TEXT TO READ:
--------------------------------------------------

Galen Carey, director of Government Affairs at the National Association of Evangelicals, said the asylum system is broken. He lamented that the laws meant to keep Americans safe are actually doing nothing to enhance security and are often hurting other people.
"When the United States is not seen as a beacon of freedom and hope, that actually deteriorates our security," he said during the panel discussion, hosted by the Hudson Institute, in Washington.
In 2007, Congress, after realizing they may have overreached, agreed to grant waivers to those seeking refugee status and asylum.
But those waivers have been used sparingly, said Kevin Appleby, director of Migration Policy and Public Affairs at the U.S. Conference of Catholic Bishops. Only about 10,000 exemptions have been awarded, he said, and over 20,000 refugees are still being impacted.
The diverse panel members joined about two dozen other groups in asking President Obama to use the waivers more aggressively.

--------------------------------------------------

RECORDS:
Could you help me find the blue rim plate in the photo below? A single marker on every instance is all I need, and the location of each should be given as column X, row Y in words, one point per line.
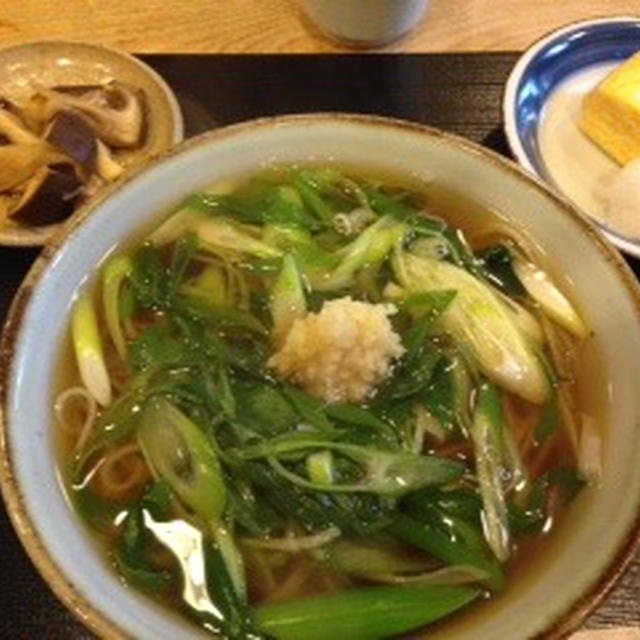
column 544, row 66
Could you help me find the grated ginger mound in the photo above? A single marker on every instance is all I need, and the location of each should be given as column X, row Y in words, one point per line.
column 342, row 353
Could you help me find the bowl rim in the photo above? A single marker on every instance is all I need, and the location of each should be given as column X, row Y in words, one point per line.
column 41, row 236
column 81, row 607
column 509, row 98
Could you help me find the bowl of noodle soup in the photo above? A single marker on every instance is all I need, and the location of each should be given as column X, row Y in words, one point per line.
column 401, row 235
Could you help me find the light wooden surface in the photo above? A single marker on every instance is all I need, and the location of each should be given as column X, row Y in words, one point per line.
column 273, row 26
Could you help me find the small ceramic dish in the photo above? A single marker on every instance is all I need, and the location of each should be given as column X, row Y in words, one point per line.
column 552, row 595
column 542, row 102
column 60, row 63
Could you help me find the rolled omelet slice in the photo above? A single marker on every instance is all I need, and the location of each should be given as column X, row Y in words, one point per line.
column 611, row 112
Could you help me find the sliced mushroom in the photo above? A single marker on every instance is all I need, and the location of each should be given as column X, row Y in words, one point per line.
column 49, row 196
column 70, row 132
column 18, row 162
column 107, row 167
column 12, row 128
column 113, row 110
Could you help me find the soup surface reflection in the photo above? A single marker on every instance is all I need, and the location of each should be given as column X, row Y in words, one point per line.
column 319, row 404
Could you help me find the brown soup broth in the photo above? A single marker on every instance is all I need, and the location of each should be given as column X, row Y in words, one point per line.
column 121, row 475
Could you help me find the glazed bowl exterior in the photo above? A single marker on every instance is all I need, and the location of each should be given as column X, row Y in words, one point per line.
column 580, row 563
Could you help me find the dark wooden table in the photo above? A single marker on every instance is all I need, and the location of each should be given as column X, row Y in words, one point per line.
column 459, row 93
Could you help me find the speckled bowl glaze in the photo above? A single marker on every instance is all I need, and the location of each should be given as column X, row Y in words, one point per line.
column 76, row 63
column 580, row 563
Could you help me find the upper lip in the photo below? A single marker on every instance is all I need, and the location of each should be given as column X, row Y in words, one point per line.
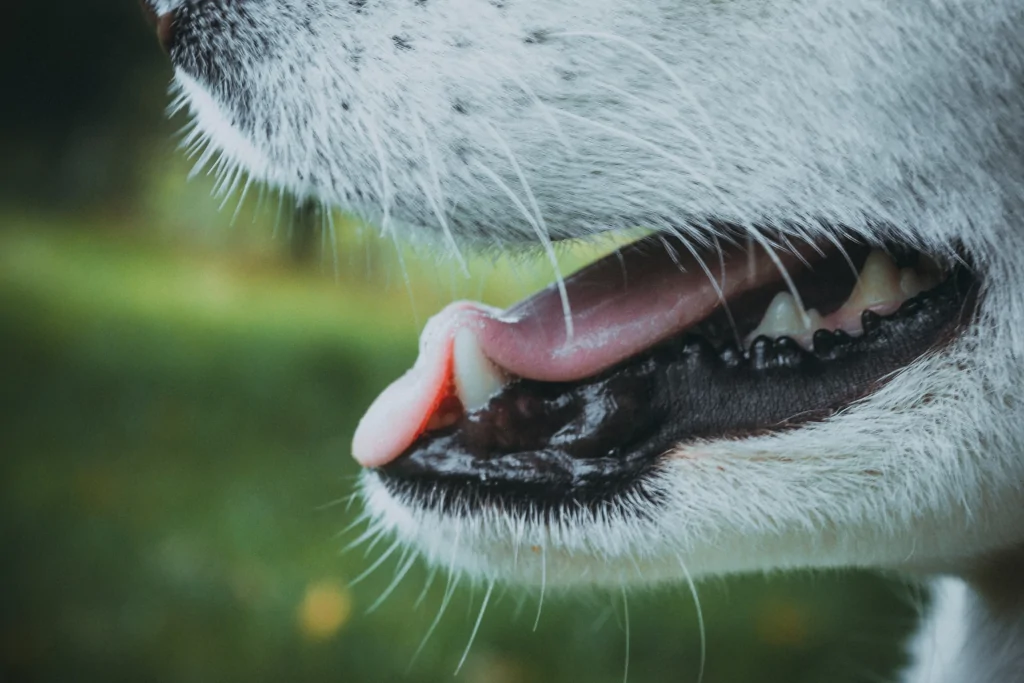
column 642, row 306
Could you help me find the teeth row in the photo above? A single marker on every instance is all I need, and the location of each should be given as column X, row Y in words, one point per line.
column 881, row 287
column 476, row 378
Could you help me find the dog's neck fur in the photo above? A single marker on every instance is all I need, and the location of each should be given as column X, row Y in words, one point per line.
column 975, row 632
column 518, row 121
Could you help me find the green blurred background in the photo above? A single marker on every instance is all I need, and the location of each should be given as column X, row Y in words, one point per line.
column 180, row 376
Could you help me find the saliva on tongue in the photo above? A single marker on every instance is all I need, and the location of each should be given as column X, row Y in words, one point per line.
column 620, row 306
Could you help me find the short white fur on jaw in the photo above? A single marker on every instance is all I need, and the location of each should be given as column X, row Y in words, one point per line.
column 515, row 120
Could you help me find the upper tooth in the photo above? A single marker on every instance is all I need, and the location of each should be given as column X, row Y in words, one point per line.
column 476, row 378
column 878, row 283
column 783, row 317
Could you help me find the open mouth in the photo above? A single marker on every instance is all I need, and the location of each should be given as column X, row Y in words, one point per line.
column 550, row 403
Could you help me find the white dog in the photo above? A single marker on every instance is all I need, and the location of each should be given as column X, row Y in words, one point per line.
column 713, row 398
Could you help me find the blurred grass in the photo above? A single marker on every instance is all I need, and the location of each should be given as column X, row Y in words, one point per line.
column 177, row 421
column 177, row 399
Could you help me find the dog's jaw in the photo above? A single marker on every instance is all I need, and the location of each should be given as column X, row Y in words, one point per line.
column 517, row 120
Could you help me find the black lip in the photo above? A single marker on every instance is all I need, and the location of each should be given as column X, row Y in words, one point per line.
column 542, row 445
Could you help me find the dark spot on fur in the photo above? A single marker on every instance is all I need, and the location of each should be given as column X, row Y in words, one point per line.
column 538, row 37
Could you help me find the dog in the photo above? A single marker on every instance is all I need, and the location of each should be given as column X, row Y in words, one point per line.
column 811, row 358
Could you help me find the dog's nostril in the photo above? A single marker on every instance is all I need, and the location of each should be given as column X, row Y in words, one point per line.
column 164, row 24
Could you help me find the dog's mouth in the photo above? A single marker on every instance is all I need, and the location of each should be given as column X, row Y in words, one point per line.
column 570, row 395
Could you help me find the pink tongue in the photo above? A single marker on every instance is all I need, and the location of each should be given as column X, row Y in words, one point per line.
column 621, row 305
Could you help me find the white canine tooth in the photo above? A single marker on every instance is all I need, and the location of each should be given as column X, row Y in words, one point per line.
column 878, row 283
column 476, row 378
column 784, row 318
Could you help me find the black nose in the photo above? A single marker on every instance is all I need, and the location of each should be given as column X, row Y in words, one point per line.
column 164, row 24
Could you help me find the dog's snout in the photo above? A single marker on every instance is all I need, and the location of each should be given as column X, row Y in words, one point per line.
column 163, row 22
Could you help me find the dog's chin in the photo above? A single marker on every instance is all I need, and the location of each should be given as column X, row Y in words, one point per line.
column 893, row 481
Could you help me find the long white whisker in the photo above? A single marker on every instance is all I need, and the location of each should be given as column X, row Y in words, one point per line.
column 659, row 63
column 544, row 584
column 380, row 560
column 435, row 199
column 426, row 588
column 394, row 583
column 626, row 613
column 476, row 627
column 543, row 237
column 696, row 603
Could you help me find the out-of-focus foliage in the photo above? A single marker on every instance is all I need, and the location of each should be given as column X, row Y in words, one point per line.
column 178, row 394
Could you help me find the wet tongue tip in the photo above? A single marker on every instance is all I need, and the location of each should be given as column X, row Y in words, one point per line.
column 451, row 376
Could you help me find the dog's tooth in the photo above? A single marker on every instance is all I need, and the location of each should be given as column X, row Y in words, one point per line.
column 476, row 378
column 879, row 283
column 784, row 318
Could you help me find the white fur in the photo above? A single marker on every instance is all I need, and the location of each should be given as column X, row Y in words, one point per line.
column 600, row 115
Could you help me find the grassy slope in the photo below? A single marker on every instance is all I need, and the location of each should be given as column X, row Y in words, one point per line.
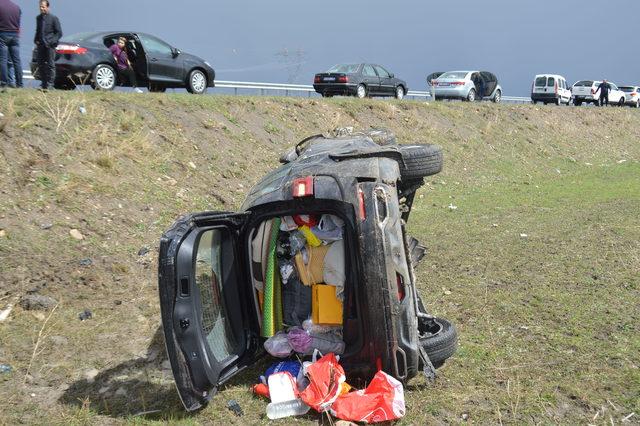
column 548, row 322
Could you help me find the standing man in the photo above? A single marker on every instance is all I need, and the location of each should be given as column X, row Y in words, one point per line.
column 10, row 15
column 48, row 33
column 604, row 92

--------------------------------------------------

REQUIREMENTS:
**A)** Can you lay out the entries starting at the line containing "Could you help me find the white dog" and ending at the line containing "column 517, row 120", both included, as a Markdown table with the columns No. and Line, leaving out any blank lines?
**B)** Could you extend the passage on the asylum waivers, picking up after its final sentence?
The entries bear no relation to the asylum-policy text.

EXPECTED OUTPUTS:
**A)**
| No. | Line |
|---|---|
| 1 | Could you help me find the white dog in the photo above? A single marker on every instance is all I need, and the location of each should be given as column X, row Y in words, one point per line. |
| 2 | column 713, row 398 |
| 3 | Could you help me find the blurred grass in the photo above? A single marker on every instance is all I need, and the location of each should be given as column X, row Y in words, one point per line. |
| 4 | column 177, row 421 |
| 5 | column 177, row 399 |
| 6 | Could you help me find the dog's jaw in the photo above? A single marker on every instance is all I need, and the location of each should be given as column X, row Y in words, one point per line. |
| 7 | column 517, row 120 |

**B)**
The problem, they say, has been going on for far too long and families have spent too many holiday seasons apart as the father or mother's refugee status remains in limbo.
Wendy Wright, president of Concerned Women for America, was among the signatories of the letter addressed to Obama in October. She also joined the panel on Monday to draw more attention to the issue.
"Our policies should not result in breaking up families, yet the bureaucratic limbo that these refugees experience impact their families," she said.
"As Americans, we humbly believe that America is a great country. And one reason why America is great is the foundational principle ... that all men are created equal, that they are endowed by their Creator with inalienable rights. God created each one of us and placed us in families. Knowing this helps us see the value in each human being and gives us the desire to care for those in need and their families."
Monday's panel discussion was held just ahead of the 60th anniversary of the United Nations Refugee Convention, an international agreement that defined who is a refugee and spelled out the human rights of individuals granted asylum. Other speakers on the panel included Michael Horowitz, senior fellow at the Hudson Institute; Elisa Massimino, president/CEO of Human Rights First; and Melanie Nezer, senior director for U.S. Policy and Advocacy at Hebrew Immigrant Aid Society.